Material for this exercise
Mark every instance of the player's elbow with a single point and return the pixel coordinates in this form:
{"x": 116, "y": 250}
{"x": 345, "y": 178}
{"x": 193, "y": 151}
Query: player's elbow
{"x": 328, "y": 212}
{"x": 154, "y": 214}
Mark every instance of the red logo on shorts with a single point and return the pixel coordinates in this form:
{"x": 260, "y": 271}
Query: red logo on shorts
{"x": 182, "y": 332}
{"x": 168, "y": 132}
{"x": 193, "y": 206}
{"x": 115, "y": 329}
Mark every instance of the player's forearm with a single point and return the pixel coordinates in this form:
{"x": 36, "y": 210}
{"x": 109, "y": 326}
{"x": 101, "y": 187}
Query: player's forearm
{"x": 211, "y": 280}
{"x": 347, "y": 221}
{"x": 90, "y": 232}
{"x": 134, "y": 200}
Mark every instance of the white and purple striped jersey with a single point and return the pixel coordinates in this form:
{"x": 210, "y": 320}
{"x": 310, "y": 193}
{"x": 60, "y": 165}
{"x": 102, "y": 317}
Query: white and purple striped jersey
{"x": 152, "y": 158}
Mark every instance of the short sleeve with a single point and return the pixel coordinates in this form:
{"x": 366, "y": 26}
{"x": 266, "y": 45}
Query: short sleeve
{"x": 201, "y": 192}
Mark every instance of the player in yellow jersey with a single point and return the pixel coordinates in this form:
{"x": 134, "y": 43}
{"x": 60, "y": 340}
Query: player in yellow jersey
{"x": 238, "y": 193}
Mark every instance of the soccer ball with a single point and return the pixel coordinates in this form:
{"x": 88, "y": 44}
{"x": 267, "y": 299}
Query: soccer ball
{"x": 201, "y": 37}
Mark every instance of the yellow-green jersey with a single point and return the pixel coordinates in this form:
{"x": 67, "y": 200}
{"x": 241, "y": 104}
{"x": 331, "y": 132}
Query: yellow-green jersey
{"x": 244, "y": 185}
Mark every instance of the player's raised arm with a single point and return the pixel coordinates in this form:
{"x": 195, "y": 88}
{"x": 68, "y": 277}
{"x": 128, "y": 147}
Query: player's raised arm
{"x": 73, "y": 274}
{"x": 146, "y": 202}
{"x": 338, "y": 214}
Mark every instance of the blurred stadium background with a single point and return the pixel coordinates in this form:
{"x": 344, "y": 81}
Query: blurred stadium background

Your assignment
Every line of the material that includes the word "point" needs to be copied.

Problem solution
Mark every instance of the player's elbow with a single point and return the pixel coordinates in this form:
Mark every instance of the red logo on shorts with a single point and return the pixel coordinates in this form:
Mark every instance of the player's forearm with a single point and return the pixel coordinates in this form:
Mark every instance of the white and purple striped jersey with a single point and return the pixel coordinates in this form:
Mark every instance of the short sleeve with a single point and return the pixel coordinates in this form:
Mark every instance of the player in yellow jersey with a single point and return the pixel coordinates in this form:
Mark every instance of the soccer ball with a single point and return the pixel coordinates in this form:
Mark every instance of the yellow-green jersey with a single point and return the pixel coordinates in this form:
Mark every instance of the player's raised arm with a single point and return the pixel coordinates in this form:
Mark every instance of the blurred stadium background with a single point and return the pixel coordinates in this form:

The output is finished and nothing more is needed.